:: Exercises ::
a) In the article on Obama and the Clinton precedent, translate the following sentence into Spanish: "When it comes to the latter, the president’s ability to effect improvement is severely constrained."
b) Reproduce the passage of the article on Obama and the Clinton precedent from "Obama has neither." up to and including "Union and beyond.".
c) Write the next part of the article on Obama and the Clinton precedent, picking up after its final sentence.
[[ Exercise text open ]]
The Clinton resurrection of 1995 and 1996 is, of course, cited ad infinitum and ad nauseam as a precedent for what Obama is attempting to pull off now. And the parallels are plain: the refurbishment of the White House staff, the efforts to stake out a place apart from and above the linthead extremes in both parties. On the critical question of how to deal with the GOP, too, Obama is likely to adopt a Clintonian posture: cooperate when possible, confront when necessary, and exploit Republican overreaching.

In truth, Obama is in some ways—his strong and climbing poll ratings, the weakness of the nascent Republican presidential field—in a stronger position than Clinton was at the same point in his first term. But in two respects of gargantuan importance, Clinton was better off: He had a persuasive economic narrative that he had been honing and hammering for years, and a real economy over which he was presiding that was on the brink of a historic boom.

Obama has neither. When it comes to the latter, the president’s ability to effect improvement is severely constrained. And when it comes to the former, Obama continues to search somewhat haltingly for a set of themes that resonate. Early in December, in a speech in North Carolina, the president declared that America was facing “our generation’s Sputnik moment,” in which we had to double down on investments in education, innovation, and infrastructure or risk falling dangerously behind our foreign rivals, China in particular. Because it came at the height of the frenzy over the tax-cut deal, no one paid the speech much attention. Expect to hear echoes of it in the State of the Union and beyond.

But Obama, unlike Clinton, was not elected on the potency of his economic platform or his economic wordplay. He was elected on a more amorphous set of promises—and the disjuncture between them and the ensuing reality has been and remains his biggest problem. “The president didn’t get a huge chunk of the vote to do health-care reform or do a stimulus package or financial reform or all the rest of it,” says one of the grandees who met with Obama after the midterms. “The reason people voted for him was to change Washington. And he accomplished the subcategories in a way that made Washington even more toxic and polarized.”

For Obama, the next two years will in part be about attempting to lower the temperature, to leach the toxins from the system. And in that pursuit, divided government might, paradoxically, prove to be his friend. Having achieved so much in the past two years, much of Obama’s agenda now is to protect those accomplishments—both in the short term and in the long term, by winning reelection—and playing defense is inherently less provocative than playing offense. And the areas in which Obama will take the initiative are ones where common ground may well exist with the opposition: curbing the deficit, education reform, free trade, and possibly tax reform.
[[ Exercise text closed ]]
[[ Extracted information open ]]
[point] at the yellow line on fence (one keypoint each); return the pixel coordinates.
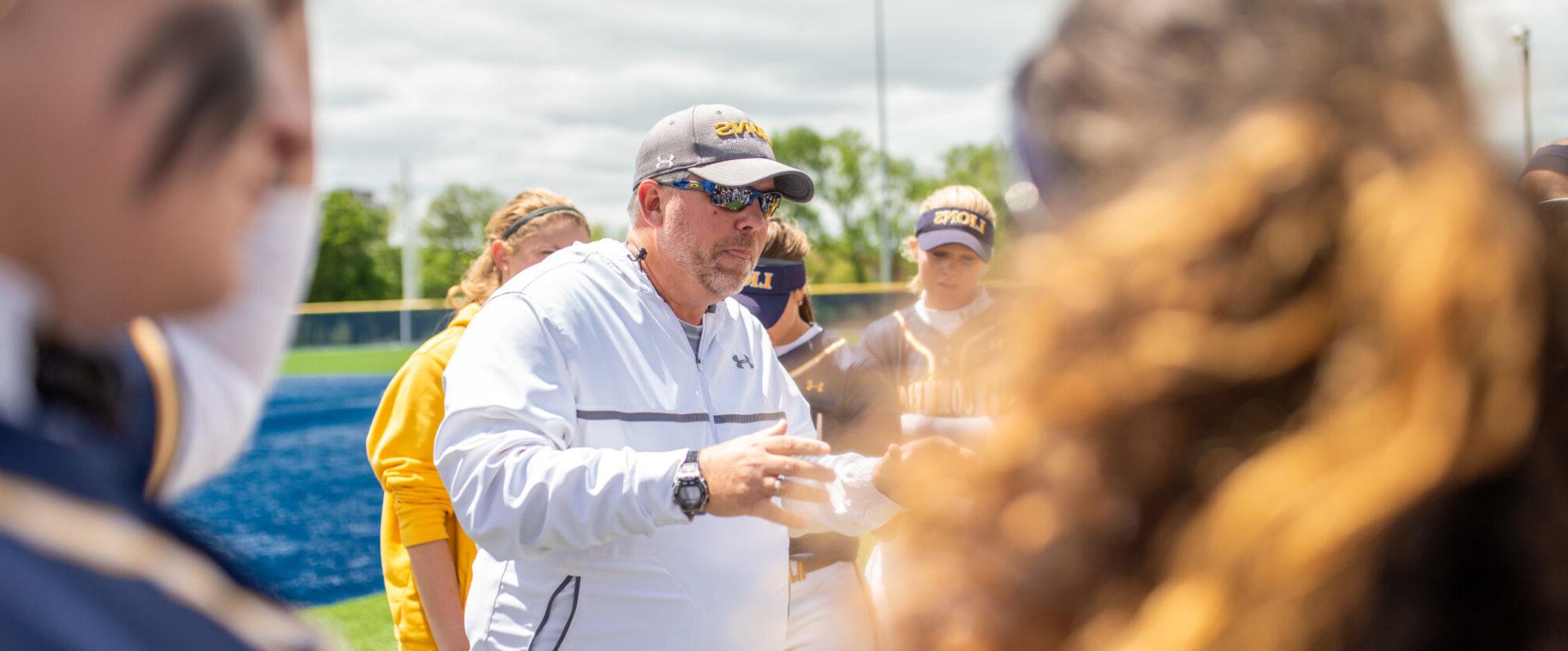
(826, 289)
[[ Extracted information closed ]]
[[ Extracted information open ]]
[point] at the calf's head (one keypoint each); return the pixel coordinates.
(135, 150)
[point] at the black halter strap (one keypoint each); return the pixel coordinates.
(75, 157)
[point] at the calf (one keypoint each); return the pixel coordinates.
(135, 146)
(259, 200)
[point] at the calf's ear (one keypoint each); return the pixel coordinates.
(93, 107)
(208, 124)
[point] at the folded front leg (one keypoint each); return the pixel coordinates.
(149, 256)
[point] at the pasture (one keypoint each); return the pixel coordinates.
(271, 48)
[[ Extracted information closed ]]
:: Responses ::
a) En lo que respecta a esto último, la capacidad del presidente para lograr mejoras está seriamente limitada.

b)
Obama has neither. When it comes to the latter, the president’s ability to effect improvement is severely constrained. And when it comes to the former, Obama continues to search somewhat haltingly for a set of themes that resonate. Early in December, in a speech in North Carolina, the president declared that America was facing “our generation’s Sputnik moment,” in which we had to double down on investments in education, innovation, and infrastructure or risk falling dangerously behind our foreign rivals, China in particular. Because it came at the height of the frenzy over the tax-cut deal, no one paid the speech much attention. Expect to hear echoes of it in the State of the Union and beyond.

c)
Will Republicans cooperate? Perhaps, perhaps not, but that may be beside the point. “In the first two years, controlling both houses of Congress and having the White House meant there was little to no responsibility that was required of the other party—so people compared us to ourselves, or to the perfect, and you always lose that argument,” says Gibbs. “Now there’ll be some ability to compare where each entity wants to take the country, and that will shape in a finer way the values and visions of all those involved. The president’s going to get out of town a lot. The president’s going to tell a story and show the country what he’s doing, why he’s doing it, and where we want to go—rather than just dealing with Monday’s or Tuesday’s or Wednesday’s problem.”

Nowhere in the Constitution is the spinning of yarns enumerated as a responsibility of the president of the United States. Yet the most successful of them in our recent history—Roosevelt, Reagan, Clinton—were all masters of the art. For a variety of reasons, Obama lost his storyteller’s touch, and also his connection to what made so many vest so much hope in him to begin with: his apparent capacity to lift the country up and calm it down at the same time. Has he figured out how to reclaim that brand of mojo? Not yet, not fully. But at least he understands he must, which is a start. “It’s kind of like with a 12-step program,” says the grandee. “Before you can begin fixing your life, you have to admit you have a problem.”